Instruções da tarefa
Reescreva o texto sobre a disputa entre China e Estados Unidos pela inteligência artificial, tudo desde "O objetivo foi" até "Sociedade da instituição.", trocando "orçamento nacional" por "investimento público".

Texto de origem
□ □ □

O cenário tem criado uma nova trincheira na longa e acirrada disputa comercial entre China e Estados Unidos, em uma espécie de Guerra Fria da IA, que envolve, por exemplo, bloqueios americanos para a venda de chips avançados ao país asiático.

“A China há muitos anos é tratada como a principal ameaça para a hegemonia americana. A inteligência artificial se torna uma das facetas dessa disputa”, resume a pesquisadora Luiza Nonato, doutora em Relações Internacionais pela USP.

Plano

A meta pública chinesa de alcançar a hegemonia em IA foi definida por Pequim em 2017, muito antes de o assunto se tornar estratégico para o restante do mundo, na esteira do rápido sucesso do ChatGPT.

O objetivo foi reafirmado pelo Partido Comunista Chinês (PCC) no Plano Quinquenal que traçou metas até 2025. O documento coloca a IA entre os sete domínios tecnológicos estratégicos para o crescimento socioeconômico da China.

Para desenvolvê-lo, o país estabelece que o orçamento nacional em pesquisa e desenvolvimento deve crescer 7% a cada ano até lá. A meta é que, com a ajuda da IA, a economia digital passe a representar 10% do PIB chinês.

“A China é um dos poucos países que não só entendeu a relevância da IA para seu próprio desenvolvimento como também planejou e já está executando, há quase uma década, esse plano para ser uma potência mundial na área”, destaca Luca Belli, professor da FGV Direito Rio e coordenador do Centro de Tecnologia e Sociedade da instituição.

□ □ □

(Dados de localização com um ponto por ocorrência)

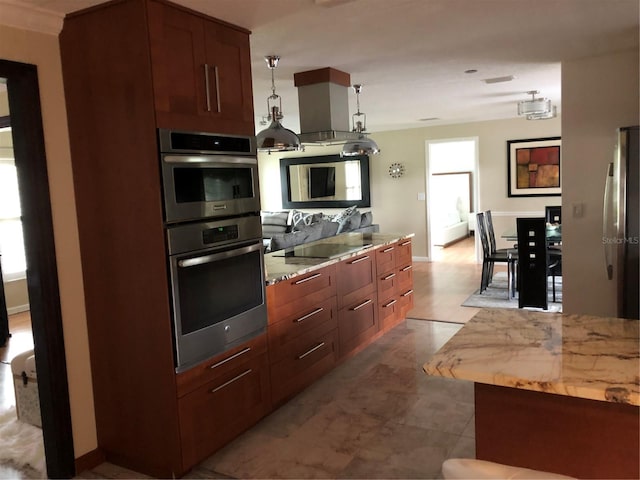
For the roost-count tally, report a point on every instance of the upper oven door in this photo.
(208, 186)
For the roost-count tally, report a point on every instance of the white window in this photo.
(11, 238)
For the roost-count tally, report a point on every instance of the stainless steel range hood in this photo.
(323, 101)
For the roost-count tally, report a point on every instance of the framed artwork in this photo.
(534, 167)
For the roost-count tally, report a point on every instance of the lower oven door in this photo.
(218, 300)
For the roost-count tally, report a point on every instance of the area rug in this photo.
(495, 296)
(21, 444)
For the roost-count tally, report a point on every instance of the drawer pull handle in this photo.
(234, 379)
(235, 355)
(206, 87)
(309, 352)
(317, 310)
(307, 279)
(358, 260)
(215, 73)
(366, 302)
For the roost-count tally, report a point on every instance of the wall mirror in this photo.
(326, 181)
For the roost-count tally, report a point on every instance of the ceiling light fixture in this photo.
(363, 145)
(276, 138)
(535, 106)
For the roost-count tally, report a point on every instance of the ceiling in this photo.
(411, 55)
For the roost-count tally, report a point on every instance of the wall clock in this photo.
(396, 170)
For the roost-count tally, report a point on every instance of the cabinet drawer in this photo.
(387, 285)
(357, 322)
(322, 315)
(220, 365)
(301, 292)
(403, 255)
(218, 411)
(386, 258)
(404, 277)
(388, 312)
(356, 278)
(304, 361)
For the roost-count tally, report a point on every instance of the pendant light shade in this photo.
(363, 145)
(276, 138)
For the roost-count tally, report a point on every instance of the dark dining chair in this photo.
(533, 263)
(489, 259)
(553, 214)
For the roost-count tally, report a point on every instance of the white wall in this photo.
(599, 95)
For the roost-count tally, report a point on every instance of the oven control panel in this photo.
(220, 234)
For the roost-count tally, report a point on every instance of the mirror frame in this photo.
(286, 183)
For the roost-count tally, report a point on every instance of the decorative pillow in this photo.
(366, 219)
(300, 219)
(274, 222)
(291, 239)
(350, 223)
(344, 214)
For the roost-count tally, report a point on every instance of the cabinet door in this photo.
(228, 63)
(177, 61)
(201, 73)
(357, 323)
(356, 277)
(220, 410)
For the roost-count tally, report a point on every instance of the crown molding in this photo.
(14, 13)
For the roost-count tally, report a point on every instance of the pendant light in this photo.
(276, 138)
(362, 145)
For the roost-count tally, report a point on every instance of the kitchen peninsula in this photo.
(329, 299)
(553, 392)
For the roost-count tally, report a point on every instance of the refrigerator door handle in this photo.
(607, 219)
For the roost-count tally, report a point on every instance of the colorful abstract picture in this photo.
(534, 167)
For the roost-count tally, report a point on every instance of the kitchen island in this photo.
(553, 392)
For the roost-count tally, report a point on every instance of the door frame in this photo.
(42, 274)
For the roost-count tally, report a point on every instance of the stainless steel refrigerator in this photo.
(621, 236)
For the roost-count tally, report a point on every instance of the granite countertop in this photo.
(279, 267)
(580, 356)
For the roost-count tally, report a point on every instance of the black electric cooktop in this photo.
(322, 250)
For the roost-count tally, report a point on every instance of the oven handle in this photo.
(214, 257)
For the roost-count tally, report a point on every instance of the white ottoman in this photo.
(25, 385)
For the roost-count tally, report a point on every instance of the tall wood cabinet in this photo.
(129, 67)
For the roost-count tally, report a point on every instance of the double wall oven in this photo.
(214, 242)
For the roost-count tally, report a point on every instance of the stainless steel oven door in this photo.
(218, 300)
(209, 186)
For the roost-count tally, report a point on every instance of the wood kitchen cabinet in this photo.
(302, 331)
(201, 72)
(129, 67)
(221, 398)
(357, 302)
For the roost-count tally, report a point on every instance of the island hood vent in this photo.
(323, 101)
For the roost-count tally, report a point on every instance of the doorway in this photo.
(21, 81)
(451, 171)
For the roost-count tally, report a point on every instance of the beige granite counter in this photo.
(279, 267)
(574, 355)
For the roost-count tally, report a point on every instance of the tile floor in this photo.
(378, 415)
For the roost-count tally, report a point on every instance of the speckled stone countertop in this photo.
(280, 267)
(575, 355)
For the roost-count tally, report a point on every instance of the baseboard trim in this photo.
(18, 309)
(90, 460)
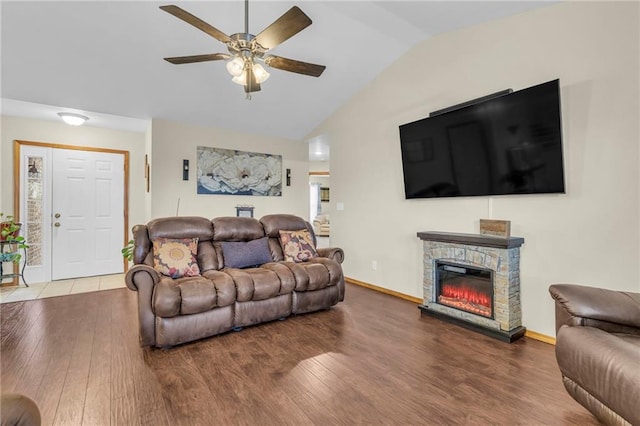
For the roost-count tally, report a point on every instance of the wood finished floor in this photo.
(369, 360)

□ □ □

Resultado da tarefa
O objetivo foi reafirmado pelo Partido Comunista Chinês (PCC) no Plano Quinquenal que traçou metas até 2025. O documento coloca a IA entre os sete domínios tecnológicos estratégicos para o crescimento socioeconômico da China.

Para desenvolvê-lo, o país estabelece que o investimento público em pesquisa e desenvolvimento deve crescer 7% a cada ano até lá. A meta é que, com a ajuda da IA, a economia digital passe a representar 10% do PIB chinês.

“A China é um dos poucos países que não só entendeu a relevância da IA para seu próprio desenvolvimento como também planejou e já está executando, há quase uma década, esse plano para ser uma potência mundial na área”, destaca Luca Belli, professor da FGV Direito Rio e coordenador do Centro de Tecnologia e Sociedade da instituição.